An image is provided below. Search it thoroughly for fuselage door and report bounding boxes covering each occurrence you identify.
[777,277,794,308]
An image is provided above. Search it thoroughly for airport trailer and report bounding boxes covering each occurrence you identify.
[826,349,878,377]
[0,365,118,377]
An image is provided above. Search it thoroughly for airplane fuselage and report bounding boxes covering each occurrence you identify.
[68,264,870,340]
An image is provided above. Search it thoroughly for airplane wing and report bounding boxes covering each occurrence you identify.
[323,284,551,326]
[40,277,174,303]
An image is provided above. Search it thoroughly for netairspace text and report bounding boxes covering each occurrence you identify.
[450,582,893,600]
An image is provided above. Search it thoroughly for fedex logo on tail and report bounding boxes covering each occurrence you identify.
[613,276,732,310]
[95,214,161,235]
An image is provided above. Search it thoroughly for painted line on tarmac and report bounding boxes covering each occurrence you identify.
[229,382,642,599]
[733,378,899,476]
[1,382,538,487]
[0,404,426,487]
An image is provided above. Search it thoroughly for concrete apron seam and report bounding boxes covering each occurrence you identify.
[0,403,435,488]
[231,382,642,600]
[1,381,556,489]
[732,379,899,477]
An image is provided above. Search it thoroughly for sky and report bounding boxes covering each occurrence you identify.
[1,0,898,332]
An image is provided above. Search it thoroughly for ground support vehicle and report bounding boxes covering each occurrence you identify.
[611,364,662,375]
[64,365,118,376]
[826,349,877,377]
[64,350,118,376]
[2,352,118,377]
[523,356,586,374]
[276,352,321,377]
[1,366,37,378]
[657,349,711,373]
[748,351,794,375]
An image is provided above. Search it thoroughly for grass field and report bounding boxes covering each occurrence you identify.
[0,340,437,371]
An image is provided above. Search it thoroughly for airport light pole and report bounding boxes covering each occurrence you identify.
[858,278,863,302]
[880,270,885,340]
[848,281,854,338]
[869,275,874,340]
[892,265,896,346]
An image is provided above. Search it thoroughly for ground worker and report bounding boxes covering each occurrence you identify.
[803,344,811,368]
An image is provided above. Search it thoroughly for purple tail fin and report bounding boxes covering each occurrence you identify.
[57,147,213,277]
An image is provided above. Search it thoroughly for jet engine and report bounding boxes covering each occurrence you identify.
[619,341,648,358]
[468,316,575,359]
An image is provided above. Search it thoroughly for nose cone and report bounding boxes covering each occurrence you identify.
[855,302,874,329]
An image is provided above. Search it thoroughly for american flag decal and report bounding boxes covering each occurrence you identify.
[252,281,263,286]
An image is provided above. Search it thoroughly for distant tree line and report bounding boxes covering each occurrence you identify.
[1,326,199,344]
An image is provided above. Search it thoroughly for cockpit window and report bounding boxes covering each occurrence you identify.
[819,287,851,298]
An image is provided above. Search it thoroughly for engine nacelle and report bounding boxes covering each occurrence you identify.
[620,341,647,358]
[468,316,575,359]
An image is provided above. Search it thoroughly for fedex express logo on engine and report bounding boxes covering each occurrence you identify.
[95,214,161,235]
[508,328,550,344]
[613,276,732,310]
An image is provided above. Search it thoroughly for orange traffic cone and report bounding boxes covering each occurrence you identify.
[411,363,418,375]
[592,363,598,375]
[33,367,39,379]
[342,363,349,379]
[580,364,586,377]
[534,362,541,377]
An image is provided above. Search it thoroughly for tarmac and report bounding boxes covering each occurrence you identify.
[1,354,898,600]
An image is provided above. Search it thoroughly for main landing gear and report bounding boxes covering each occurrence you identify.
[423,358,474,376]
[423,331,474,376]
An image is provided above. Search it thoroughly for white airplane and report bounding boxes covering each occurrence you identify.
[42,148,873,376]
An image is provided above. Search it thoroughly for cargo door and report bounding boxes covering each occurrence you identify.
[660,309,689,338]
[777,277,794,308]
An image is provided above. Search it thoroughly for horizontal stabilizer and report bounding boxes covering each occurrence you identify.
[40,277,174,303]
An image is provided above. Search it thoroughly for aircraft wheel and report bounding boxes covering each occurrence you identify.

----------------

## Problem:
The data given before this task must be transcribed exactly and in full.

## Written reply:
An image is provided below. Search it thoroughly for fuselage door and report bounding boxes covering each occurrence you identify.
[777,277,794,308]
An image is provided above. Search it thoroughly for airport trailer and report bounding boxes covering each occurrence you identify.
[826,349,878,377]
[0,365,118,377]
An image is provided above. Search it thoroughly for airplane fuselage and report bounding boxes covering each occurrence you identify.
[68,264,870,340]
An image is provided above. Search it thoroughly for airplane wing and report bounding boxes covering each occurrence you identify.
[323,284,551,326]
[40,277,174,303]
An image is provided above. Search it thoroughly for netairspace text and report bounding boxes covering each occurrence you identify.
[450,582,893,600]
An image is provided above. Search it thoroughly for fedex logo on tail and report bounding boxes covering each occurrence you identify.
[613,276,732,310]
[95,214,161,235]
An image is provided above. Search it thoroughly for painted line on tarmac and report bounding boxes covering each occurrence you identify.
[229,382,642,599]
[733,378,899,476]
[1,382,538,487]
[0,404,426,487]
An image is provided above. Search it thoroughly for concrete apron seam and report bounding boxes covering each occurrence you identify.
[0,403,435,488]
[231,382,642,600]
[1,381,556,489]
[732,379,899,477]
An image is provided above. Search it thoroughly for sky and report bounding boxes covering each occurrence you identify.
[1,0,898,332]
An image is provided above. Search it thoroughly for ground support vehicle and report bounding boxes covering each occurrence you identify.
[611,364,662,375]
[64,365,118,376]
[826,349,877,377]
[64,350,118,376]
[2,352,118,377]
[523,356,586,374]
[276,352,321,377]
[1,366,37,378]
[657,349,711,373]
[748,351,794,375]
An image is provided above. Search it thoroughly for grass field and report bounding boxes covering each occurrence you identify.
[0,340,437,371]
An image is provided above. Search it thoroughly for airport light pole and report bounding boxes covering each occurrence you identify.
[858,278,863,302]
[880,270,885,340]
[848,281,854,338]
[869,275,874,340]
[892,265,896,346]
An image is provided above. Search it thoroughly for ground worker and report bounding boxes covering each occurrence you identify.
[803,344,811,368]
An image is provided above. Search it thoroughly for purple tail fin and report bounding boxes covering each occurrence you identify.
[57,147,213,277]
An image is provided above. Search it thoroughly for jet engine and report bounding boxes covering each occurrence you identify.
[619,341,648,358]
[468,316,575,359]
An image is provided above. Search it thoroughly for nose cone and report bounding boxes covering each occurrence you identify.
[855,302,874,329]
An image is provided above. Search it thoroughly for american flag decal and report bounding boxes covering each occurrence you identify.
[252,281,263,286]
An image is provided above. Search it thoroughly for distant tree line and report bounding boxes covering each occurrence you identify.
[1,326,199,344]
An image is provided above. Search it thoroughly for cockpit window and report bounding boxes covering each occurrence you identify.
[819,287,851,298]
An image is provided above. Search it thoroughly for engine nacelle and report bounding boxes covering each occurrence you identify.
[620,341,647,358]
[468,316,575,359]
An image is provided above. Search it thoroughly for fedex express logo on engine and report bounding boxes covering each occurrence you identify.
[95,214,161,235]
[508,328,550,344]
[613,276,732,310]
An image is provided above. Search it thoroughly for orange traffic cone and report bounding boxes covering each occurrence you identify.
[411,363,418,375]
[592,363,598,375]
[33,367,39,379]
[342,363,349,379]
[580,364,586,377]
[534,362,541,377]
An image is provided above. Search it thoroughly for tarmac and report bounding boxes covering each occurrence you identify.
[1,354,898,600]
An image is provided above. Search it thoroughly for main landing gear and report bounding boxes covering each occurrence you identify.
[423,358,474,376]
[423,331,474,376]
An image is provided above. Search it thoroughly for white airplane and report bounding boxes covering each occurrence you identify.
[42,148,873,376]
An image is provided above. Search it thoroughly for cargo door and report bounding boxes covering each occurrence you identify.
[660,309,689,338]
[777,277,794,308]
An image is provided above. Search it thoroughly for horizontal stabilizer and report bounding boxes covering each occurrence you identify.
[40,277,174,303]
An image is provided above. Search it thoroughly for aircraft wheel and report bounding boxes covering each occurrence you identify.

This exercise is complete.